> **ABOUT THIS TASK**: From the line with "of the gray" through the final line, please write out the listing exactly, including both of those lines.

--- DATA FOR THIS EXERCISE Enclosed Below ---

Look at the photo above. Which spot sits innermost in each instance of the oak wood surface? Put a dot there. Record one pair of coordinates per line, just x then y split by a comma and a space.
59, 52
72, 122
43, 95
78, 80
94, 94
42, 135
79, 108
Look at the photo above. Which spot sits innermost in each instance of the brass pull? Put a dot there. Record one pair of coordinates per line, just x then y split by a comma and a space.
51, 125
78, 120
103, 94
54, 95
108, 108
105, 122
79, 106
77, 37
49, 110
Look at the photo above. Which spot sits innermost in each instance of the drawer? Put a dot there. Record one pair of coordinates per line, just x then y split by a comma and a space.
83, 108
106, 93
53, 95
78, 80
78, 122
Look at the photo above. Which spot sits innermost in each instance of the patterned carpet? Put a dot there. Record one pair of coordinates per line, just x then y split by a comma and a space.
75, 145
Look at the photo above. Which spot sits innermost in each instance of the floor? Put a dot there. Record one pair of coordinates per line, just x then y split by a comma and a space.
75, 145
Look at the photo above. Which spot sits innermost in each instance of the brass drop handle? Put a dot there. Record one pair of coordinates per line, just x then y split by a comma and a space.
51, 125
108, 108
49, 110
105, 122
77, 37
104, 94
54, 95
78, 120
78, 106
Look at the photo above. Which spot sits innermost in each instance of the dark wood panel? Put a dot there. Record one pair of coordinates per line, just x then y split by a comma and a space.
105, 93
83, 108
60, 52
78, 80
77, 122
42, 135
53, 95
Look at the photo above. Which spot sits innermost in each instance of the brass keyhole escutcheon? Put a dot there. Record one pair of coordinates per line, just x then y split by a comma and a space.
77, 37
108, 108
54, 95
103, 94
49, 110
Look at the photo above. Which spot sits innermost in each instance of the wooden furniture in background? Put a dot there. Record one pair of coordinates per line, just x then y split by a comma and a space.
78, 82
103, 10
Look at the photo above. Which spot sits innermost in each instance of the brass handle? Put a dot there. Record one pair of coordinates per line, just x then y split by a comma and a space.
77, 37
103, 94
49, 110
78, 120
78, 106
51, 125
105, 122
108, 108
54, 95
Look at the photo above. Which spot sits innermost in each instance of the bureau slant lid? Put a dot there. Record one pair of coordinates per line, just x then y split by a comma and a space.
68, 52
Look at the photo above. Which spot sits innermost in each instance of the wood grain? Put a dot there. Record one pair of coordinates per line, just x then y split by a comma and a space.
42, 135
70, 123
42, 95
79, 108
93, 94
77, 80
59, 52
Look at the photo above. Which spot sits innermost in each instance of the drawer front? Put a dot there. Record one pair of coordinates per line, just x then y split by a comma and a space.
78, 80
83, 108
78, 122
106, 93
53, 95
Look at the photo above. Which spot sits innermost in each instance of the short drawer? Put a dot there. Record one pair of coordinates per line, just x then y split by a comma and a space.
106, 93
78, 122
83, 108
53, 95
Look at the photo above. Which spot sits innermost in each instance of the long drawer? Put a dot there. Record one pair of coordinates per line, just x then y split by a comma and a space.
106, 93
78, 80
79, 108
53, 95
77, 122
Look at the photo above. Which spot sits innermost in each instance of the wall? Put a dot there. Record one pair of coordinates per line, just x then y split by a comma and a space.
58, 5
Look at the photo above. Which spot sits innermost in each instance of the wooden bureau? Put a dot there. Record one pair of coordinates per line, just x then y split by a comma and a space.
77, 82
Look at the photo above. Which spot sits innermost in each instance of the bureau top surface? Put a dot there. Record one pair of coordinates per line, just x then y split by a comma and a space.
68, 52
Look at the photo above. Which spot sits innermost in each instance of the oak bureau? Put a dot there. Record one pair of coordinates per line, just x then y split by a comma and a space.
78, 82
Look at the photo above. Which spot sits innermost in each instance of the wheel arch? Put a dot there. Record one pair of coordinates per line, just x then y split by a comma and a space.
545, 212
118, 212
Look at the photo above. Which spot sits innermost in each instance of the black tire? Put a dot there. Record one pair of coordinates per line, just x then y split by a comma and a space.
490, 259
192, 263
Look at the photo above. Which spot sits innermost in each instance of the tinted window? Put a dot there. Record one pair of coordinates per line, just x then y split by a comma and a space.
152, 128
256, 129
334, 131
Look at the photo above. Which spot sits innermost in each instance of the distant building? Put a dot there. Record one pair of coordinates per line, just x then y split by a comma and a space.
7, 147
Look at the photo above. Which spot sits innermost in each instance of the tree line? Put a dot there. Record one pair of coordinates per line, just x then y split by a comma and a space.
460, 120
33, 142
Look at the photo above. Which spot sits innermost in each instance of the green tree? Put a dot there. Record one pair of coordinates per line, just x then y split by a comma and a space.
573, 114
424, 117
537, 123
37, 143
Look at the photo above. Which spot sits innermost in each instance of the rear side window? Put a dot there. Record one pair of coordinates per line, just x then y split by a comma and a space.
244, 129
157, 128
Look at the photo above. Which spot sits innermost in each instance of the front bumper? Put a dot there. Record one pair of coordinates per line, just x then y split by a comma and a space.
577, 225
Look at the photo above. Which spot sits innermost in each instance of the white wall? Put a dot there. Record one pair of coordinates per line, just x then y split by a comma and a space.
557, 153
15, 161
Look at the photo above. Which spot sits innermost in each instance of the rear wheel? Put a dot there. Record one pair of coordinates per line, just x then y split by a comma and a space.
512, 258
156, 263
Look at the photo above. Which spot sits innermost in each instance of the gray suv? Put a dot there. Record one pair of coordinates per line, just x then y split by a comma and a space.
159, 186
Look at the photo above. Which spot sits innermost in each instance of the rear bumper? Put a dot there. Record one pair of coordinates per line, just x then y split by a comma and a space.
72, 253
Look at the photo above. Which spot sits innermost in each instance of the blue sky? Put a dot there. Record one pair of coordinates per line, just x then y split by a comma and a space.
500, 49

--- End of Enclosed DATA FOR THIS EXERCISE ---

> **OUTPUT**:
Look at the photo above. Which spot sits innermost in each instance of the gray suv? Put a dot there. Record one pair of coordinates per line, just x then y split by a comma and a space.
159, 186
Look at the photo above. Which spot sits innermost in each instance of the rear bumper? Put a dot there. Record one pair of coordinates per line, just x then y split by a comma and a space.
72, 253
Look at the photo above. Which spot sits innermost in each instance of the blue sky? Put a dot there. Record one pair of coordinates per line, just x then y split by a comma and a space.
500, 49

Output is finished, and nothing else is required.